**Text section:**
Europe, what have you done for me lately?
The EU's triumph on mobile charges shows how the union benefits consumers.
By Will Straw Published 03 July 2012 13:24
The debate about whether or not Britain should have a referendum on its membership of the European Union continues to rumble on with politicians from the left and right intervening. But not a single politician has mentioned a new piece of European legislation which is set to reduce mobile costs for consumers in Britain and further afield.
In the last few days, most mobile phone customers will have received a text from their operator informing them that roaming charges, the cost of using data services abroad on smart phones, are falling. None will have been told that the change is due to concerted action by the European Commission rather than a benevolent decision by their mobile company.
The new rules mean that no customer can be charged more than:
• 29 euro cents (24p) a minute to make a call.
• 8 cents (7p) a minute to receive a call.
• 9 cents (8p) to send a text message.
• 70 cents a megabyte (58p) to download data or browse the internet, charged by the kilobyte used.

**Saved entries:**
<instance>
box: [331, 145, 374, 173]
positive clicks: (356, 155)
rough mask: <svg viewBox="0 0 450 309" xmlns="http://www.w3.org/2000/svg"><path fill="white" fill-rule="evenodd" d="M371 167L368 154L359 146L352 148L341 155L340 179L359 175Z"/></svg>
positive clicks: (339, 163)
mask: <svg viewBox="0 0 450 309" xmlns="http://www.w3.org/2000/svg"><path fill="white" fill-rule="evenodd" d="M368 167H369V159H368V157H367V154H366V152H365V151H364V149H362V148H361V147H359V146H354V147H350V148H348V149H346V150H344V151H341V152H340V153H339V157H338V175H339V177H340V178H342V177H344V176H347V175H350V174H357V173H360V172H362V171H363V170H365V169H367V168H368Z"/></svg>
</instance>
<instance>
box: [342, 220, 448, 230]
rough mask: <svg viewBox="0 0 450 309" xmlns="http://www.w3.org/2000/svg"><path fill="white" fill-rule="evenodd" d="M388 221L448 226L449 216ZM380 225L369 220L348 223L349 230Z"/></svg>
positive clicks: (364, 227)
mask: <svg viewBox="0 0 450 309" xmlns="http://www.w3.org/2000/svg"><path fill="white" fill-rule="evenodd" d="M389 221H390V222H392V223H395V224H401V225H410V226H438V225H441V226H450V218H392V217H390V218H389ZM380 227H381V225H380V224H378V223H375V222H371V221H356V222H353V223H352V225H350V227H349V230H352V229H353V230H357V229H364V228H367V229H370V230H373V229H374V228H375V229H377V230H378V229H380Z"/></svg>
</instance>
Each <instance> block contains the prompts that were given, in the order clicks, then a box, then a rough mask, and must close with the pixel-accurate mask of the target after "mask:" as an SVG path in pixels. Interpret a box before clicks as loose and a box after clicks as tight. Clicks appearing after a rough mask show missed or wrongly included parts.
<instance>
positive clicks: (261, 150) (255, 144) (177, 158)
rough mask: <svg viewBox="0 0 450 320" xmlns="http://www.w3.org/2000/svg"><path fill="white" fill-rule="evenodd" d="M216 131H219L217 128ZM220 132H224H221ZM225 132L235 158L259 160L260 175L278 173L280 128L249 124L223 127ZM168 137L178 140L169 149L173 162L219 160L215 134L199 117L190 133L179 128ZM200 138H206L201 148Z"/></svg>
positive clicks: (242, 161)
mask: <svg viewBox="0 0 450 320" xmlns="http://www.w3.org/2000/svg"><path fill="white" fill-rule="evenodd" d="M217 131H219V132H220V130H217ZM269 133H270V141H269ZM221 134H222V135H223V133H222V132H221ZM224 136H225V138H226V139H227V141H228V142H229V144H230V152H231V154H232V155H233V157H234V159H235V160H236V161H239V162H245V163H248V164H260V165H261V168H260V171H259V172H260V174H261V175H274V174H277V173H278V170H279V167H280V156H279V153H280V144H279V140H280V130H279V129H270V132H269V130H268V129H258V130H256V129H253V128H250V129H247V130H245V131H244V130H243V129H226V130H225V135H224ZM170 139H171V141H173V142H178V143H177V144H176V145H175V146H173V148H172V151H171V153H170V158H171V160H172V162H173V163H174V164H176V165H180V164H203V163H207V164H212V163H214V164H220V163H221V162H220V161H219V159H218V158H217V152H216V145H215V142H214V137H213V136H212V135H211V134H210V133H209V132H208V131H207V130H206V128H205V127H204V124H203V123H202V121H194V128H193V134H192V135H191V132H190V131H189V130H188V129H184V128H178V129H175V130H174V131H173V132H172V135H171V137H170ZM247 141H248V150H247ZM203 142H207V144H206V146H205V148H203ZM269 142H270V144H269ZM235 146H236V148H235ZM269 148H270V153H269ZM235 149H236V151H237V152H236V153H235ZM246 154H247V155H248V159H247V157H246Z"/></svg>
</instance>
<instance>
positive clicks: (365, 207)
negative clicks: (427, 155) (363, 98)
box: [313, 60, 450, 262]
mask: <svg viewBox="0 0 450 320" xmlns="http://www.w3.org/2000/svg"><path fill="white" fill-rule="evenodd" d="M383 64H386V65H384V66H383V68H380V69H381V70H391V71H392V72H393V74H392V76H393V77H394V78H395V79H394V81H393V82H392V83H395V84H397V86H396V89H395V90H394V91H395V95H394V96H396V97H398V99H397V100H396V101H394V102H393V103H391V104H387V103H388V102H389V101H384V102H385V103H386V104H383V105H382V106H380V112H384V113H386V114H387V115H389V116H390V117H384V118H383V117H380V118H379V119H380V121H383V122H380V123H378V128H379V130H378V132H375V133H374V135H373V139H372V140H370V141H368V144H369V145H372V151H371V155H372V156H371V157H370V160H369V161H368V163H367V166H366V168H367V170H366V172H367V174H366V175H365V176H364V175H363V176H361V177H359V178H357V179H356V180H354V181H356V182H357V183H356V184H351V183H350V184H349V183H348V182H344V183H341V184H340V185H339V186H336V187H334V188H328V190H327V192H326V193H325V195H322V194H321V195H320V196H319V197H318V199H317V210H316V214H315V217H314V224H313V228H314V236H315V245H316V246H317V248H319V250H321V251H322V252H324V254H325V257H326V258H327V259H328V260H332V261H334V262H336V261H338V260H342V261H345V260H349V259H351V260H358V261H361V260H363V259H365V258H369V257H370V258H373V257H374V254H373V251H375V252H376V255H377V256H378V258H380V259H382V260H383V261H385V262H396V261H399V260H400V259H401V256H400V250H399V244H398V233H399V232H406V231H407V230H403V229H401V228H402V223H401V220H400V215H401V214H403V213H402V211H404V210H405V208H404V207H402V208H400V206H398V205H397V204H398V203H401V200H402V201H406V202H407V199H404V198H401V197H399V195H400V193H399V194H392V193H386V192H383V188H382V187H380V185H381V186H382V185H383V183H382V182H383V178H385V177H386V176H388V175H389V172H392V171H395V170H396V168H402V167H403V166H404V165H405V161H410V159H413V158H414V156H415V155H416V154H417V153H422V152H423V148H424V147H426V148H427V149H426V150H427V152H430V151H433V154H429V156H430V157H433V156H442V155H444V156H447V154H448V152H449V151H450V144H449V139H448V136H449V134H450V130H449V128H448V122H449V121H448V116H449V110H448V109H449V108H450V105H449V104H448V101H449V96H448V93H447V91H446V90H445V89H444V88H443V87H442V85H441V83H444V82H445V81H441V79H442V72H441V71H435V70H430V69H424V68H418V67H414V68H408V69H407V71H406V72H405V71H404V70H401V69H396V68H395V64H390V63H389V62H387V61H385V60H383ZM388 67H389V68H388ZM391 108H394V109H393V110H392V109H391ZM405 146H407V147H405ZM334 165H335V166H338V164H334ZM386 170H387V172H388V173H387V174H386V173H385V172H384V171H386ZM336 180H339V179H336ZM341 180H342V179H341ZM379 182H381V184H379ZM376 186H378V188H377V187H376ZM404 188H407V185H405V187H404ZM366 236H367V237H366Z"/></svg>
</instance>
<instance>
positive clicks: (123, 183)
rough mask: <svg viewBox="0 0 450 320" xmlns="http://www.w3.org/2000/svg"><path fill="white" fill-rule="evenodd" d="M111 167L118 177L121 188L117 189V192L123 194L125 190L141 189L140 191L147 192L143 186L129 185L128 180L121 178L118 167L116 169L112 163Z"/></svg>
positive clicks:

**Task details:** Extract the full article on European Union mobile roaming charges that precedes the records, reproducing every line verbatim.

**Response box:**
Europe, what have you done for me lately?
The EU's triumph on mobile charges shows how the union benefits consumers.
By Will Straw Published 03 July 2012 13:24
The debate about whether or not Britain should have a referendum on its membership of the European Union continues to rumble on with politicians from the left and right intervening. But not a single politician has mentioned a new piece of European legislation which is set to reduce mobile costs for consumers in Britain and further afield.
In the last few days, most mobile phone customers will have received a text from their operator informing them that roaming charges, the cost of using data services abroad on smart phones, are falling. None will have been told that the change is due to concerted action by the European Commission rather than a benevolent decision by their mobile company.
The new rules mean that no customer can be charged more than:
• 29 euro cents (24p) a minute to make a call.
• 8 cents (7p) a minute to receive a call.
• 9 cents (8p) to send a text message.
• 70 cents a megabyte (58p) to download data or browse the internet, charged by the kilobyte used.